I will send by mail modified source code (with some optimization in append) plus error log.
I hope you can understand some thing more.
I think one file is double copied or erased just before it is loaded and parsed.
I will go on testing tomorrow.
Ciao
Eros
PS: please download and install current thinBasic 1.9.6
It is much better than 1.9.0
Greets Eros,
I will get 1.9.6.0 installed once I finish this post and will check out the file with your email.
I appreciate the time and effort. And the fact that you didn't say my code was horrible. Cryptic? Yes, it confuses me if I don't work on it for a short time! Now to get it to work all the time and make it's way through about 15,000 files. That's the goal! Hit the Run button and let it churn through a whole lot of files.
Best regards,
Lance
Greets all,
After looking at the great effects the debug function that Eros put it, I can clearly see that I need to do a better job with my variables. The .log.txt file shows me that the code is branching into places where it shouldn't be going. The test area and it's files means they are all single or dual files and that none of the dual files would need to go into the Work2W sub-routine. And none of the files would need to go into any of the Work4?? sub-routines, but it's looking there and that tells me I've done a poor job of resetting variables back to null or zero, whichever the case may be.

★ ★ ★

* _THE EXERCISE_
Reproduce the forum thread word for word between "I think one" and "lot of files.", inclusive. The data that comes next isn't needed for anything here.

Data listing
★ ★ ★

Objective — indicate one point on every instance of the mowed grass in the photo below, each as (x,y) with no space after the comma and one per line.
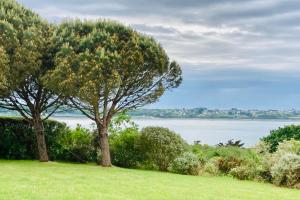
(59,181)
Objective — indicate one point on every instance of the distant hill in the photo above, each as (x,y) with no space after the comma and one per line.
(201,113)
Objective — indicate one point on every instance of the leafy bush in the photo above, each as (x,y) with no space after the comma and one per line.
(247,172)
(230,157)
(287,170)
(17,141)
(76,146)
(17,138)
(281,134)
(123,137)
(237,143)
(187,163)
(211,168)
(160,146)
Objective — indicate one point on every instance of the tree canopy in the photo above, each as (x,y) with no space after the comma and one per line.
(104,68)
(26,54)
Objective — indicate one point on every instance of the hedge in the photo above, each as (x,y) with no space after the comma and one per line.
(17,138)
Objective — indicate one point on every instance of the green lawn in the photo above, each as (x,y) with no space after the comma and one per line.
(59,181)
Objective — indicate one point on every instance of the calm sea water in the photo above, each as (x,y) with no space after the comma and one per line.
(206,130)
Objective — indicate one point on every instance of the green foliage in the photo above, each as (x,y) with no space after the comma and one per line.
(24,45)
(247,172)
(188,163)
(76,145)
(160,146)
(286,170)
(105,68)
(281,134)
(210,168)
(17,138)
(18,141)
(237,143)
(123,137)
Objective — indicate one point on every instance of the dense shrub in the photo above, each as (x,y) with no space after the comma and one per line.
(123,148)
(281,134)
(228,158)
(17,141)
(247,172)
(210,168)
(75,145)
(123,137)
(287,170)
(160,146)
(187,163)
(17,138)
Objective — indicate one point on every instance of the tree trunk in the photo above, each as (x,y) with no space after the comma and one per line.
(40,137)
(104,146)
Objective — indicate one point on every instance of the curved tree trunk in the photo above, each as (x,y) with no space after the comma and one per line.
(40,137)
(104,146)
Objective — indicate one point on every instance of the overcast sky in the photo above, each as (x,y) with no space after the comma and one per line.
(234,53)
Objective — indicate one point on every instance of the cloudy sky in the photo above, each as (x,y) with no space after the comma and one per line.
(234,53)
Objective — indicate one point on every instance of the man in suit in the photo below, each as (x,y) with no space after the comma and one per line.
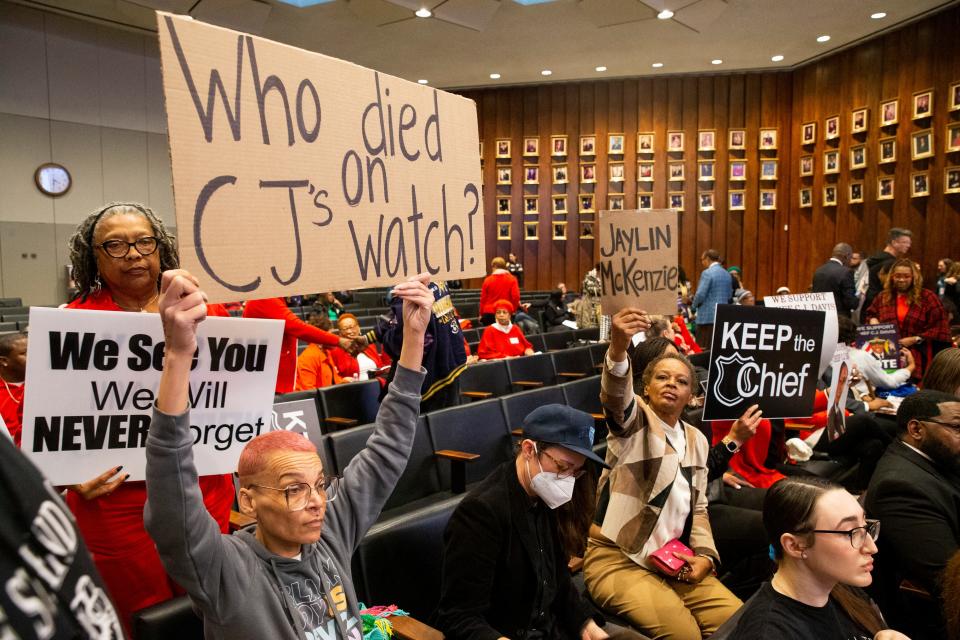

★ ★ ★

* _TASK RESPONSE_
I think one file is double copied or erased just before it is loaded and parsed.
I will go on testing tomorrow.
Ciao
Eros
PS: please download and install current thinBasic 1.9.6
It is much better than 1.9.0
Greets Eros,
I will get 1.9.6.0 installed once I finish this post and will check out the file with your email.
I appreciate the time and effort. And the fact that you didn't say my code was horrible. Cryptic? Yes, it confuses me if I don't work on it for a short time! Now to get it to work all the time and make it's way through about 15,000 files. That's the goal! Hit the Run button and let it churn through a whole lot of files.